START Excerpted records

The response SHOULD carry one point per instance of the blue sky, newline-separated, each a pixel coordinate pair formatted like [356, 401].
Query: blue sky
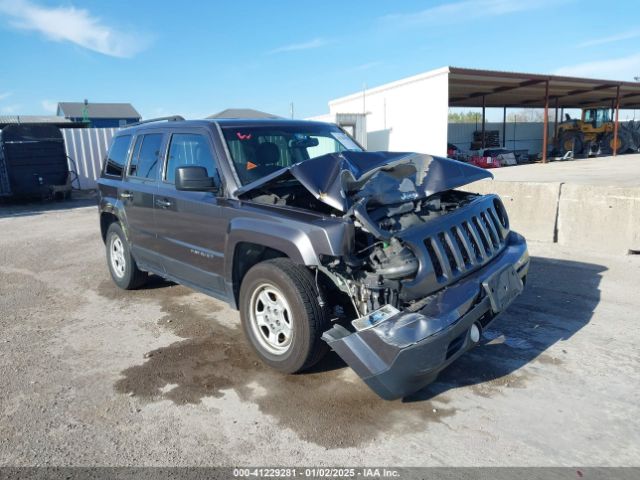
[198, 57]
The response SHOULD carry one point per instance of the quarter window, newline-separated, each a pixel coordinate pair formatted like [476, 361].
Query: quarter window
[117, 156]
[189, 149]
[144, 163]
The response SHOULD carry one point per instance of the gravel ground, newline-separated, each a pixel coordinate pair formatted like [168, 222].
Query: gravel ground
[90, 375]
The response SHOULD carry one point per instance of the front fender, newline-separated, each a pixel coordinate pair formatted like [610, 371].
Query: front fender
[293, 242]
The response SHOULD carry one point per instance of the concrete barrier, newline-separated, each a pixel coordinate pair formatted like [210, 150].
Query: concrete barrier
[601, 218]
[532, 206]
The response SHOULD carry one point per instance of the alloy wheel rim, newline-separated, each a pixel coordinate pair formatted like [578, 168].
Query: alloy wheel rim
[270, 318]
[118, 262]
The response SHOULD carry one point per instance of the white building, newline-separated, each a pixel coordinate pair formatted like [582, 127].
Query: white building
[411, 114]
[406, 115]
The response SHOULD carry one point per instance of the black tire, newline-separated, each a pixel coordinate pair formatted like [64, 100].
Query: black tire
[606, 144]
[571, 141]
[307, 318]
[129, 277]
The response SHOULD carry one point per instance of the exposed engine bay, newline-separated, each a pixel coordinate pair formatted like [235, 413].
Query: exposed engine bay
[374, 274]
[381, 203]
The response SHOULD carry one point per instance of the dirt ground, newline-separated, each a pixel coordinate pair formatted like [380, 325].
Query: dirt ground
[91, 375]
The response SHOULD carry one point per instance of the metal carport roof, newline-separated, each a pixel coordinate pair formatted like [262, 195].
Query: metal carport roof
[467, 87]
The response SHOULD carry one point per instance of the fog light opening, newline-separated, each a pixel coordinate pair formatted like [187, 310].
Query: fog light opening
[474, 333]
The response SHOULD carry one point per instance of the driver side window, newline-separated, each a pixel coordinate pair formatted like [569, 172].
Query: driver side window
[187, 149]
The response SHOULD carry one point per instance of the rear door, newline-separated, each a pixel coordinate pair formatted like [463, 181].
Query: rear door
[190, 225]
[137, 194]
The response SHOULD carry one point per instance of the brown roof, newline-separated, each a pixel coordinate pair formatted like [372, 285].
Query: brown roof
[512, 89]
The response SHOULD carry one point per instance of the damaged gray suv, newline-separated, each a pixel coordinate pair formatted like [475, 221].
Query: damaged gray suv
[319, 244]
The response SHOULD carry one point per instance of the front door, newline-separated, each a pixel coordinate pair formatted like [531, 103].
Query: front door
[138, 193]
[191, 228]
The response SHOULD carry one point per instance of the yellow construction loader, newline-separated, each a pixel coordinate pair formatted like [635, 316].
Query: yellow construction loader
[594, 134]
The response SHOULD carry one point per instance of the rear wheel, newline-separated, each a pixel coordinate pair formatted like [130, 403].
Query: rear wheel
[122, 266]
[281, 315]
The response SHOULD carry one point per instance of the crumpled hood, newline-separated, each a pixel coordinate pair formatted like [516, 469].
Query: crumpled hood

END Excerpted records

#### Task prompt:
What is needed is an exact reproduction of the data, pictures excluded.

#### Expected output:
The response SHOULD carry one point per instance of the blue sky, newline-separated, each a pixel coordinate pair formatted like [356, 401].
Query: blue sky
[198, 57]
The response SHOULD carry one point per instance of the quarter window, newline-separated, each a pixel coordinate pair formatted like [476, 361].
Query: quarter window
[117, 156]
[189, 149]
[144, 163]
The response SHOULD carry one point per instance of the gravel ground, newline-separated, each a pixel coordinate pair formatted like [168, 222].
Query: gravel ground
[90, 375]
The response SHOULD carry one point per instance of the front fender, newline-separated, each a pixel coordinate pair formatted like [610, 371].
Query: front fender
[293, 242]
The response SHOULD carry one point per instance of the concrete barrier, newline-separated, each a pixel coordinate pair formatted like [210, 150].
Query: concrete barrier
[601, 218]
[532, 206]
The response SHOULD carry one point per instance of the alloy wheel rim, newline-separated, each a pixel coordinate pair formatted like [578, 168].
Query: alloy wheel rim
[270, 318]
[118, 262]
The response SHOULD carry one point per instance of the white building, newline-separated, each a pixel coordinate pair formatted like [582, 127].
Query: white building
[411, 114]
[406, 115]
The response SHOULD carry one point per instance of the black tire, newline-separated, each a pixel coordinate pair formatted like [64, 100].
Query: black tire
[606, 144]
[571, 141]
[307, 318]
[129, 277]
The response SHOULD carry one point per instance of the exposed engine bay, newline-separated, each a pixel coordinate pair formatted like [235, 413].
Query: exposed engine bay
[374, 274]
[381, 203]
The response SHOULD carry one point per instance of the dirt ground, newline-separated, each a pixel coordinate pair formatted like [380, 325].
Query: dirt ground
[91, 375]
The response SHOULD carry one point per instance of the metal carport roof, newline-separated, each a pixel coordinate pair formatted like [262, 195].
Query: metal carport roof
[467, 87]
The response SHOULD carry one point per instance of the fog light opening, newline-separated, each a pixel coordinate pair formatted like [187, 310].
Query: fog light opening
[474, 333]
The response SHOULD carry one point per instance of the driver side window, newline-separated, each a pixel coordinate pair formatted like [569, 172].
Query: driver side window
[187, 149]
The response SHOULD carry one point per instance of the rear door, newline-separated, each a pixel coordinate pair formatted like [463, 181].
Query: rear door
[190, 225]
[137, 194]
The response SHOULD carry one point per instance of the brown roof, newline-separated, each a pixel coordinate pair formatted like [372, 285].
Query: brown roof
[512, 89]
The response SHOULD carry one point per instance of the damaged gray suv, newline-separated, each a pixel coordinate pair formatted like [475, 221].
Query: damaged gray suv
[319, 244]
The response SHOULD carry one point per instance of the front door, newline-separated, each a pixel coordinate pair formatted like [531, 103].
Query: front door
[138, 193]
[191, 228]
The response SHOULD carry one point per instance of the yellow construction loader, newline-separated, each a pixel coordinate pair formatted like [635, 316].
Query: yellow construction loader
[594, 134]
The response SHOULD carry one point per instance of the rear wheel, newline-separated, each a pixel coordinate pair formatted like [130, 403].
Query: rear wheel
[122, 266]
[281, 315]
The response SHOULD carry one point per instance of the crumpled hood, newline-separated, each a pixel coordinate pair formatted like [516, 469].
Query: crumpled hood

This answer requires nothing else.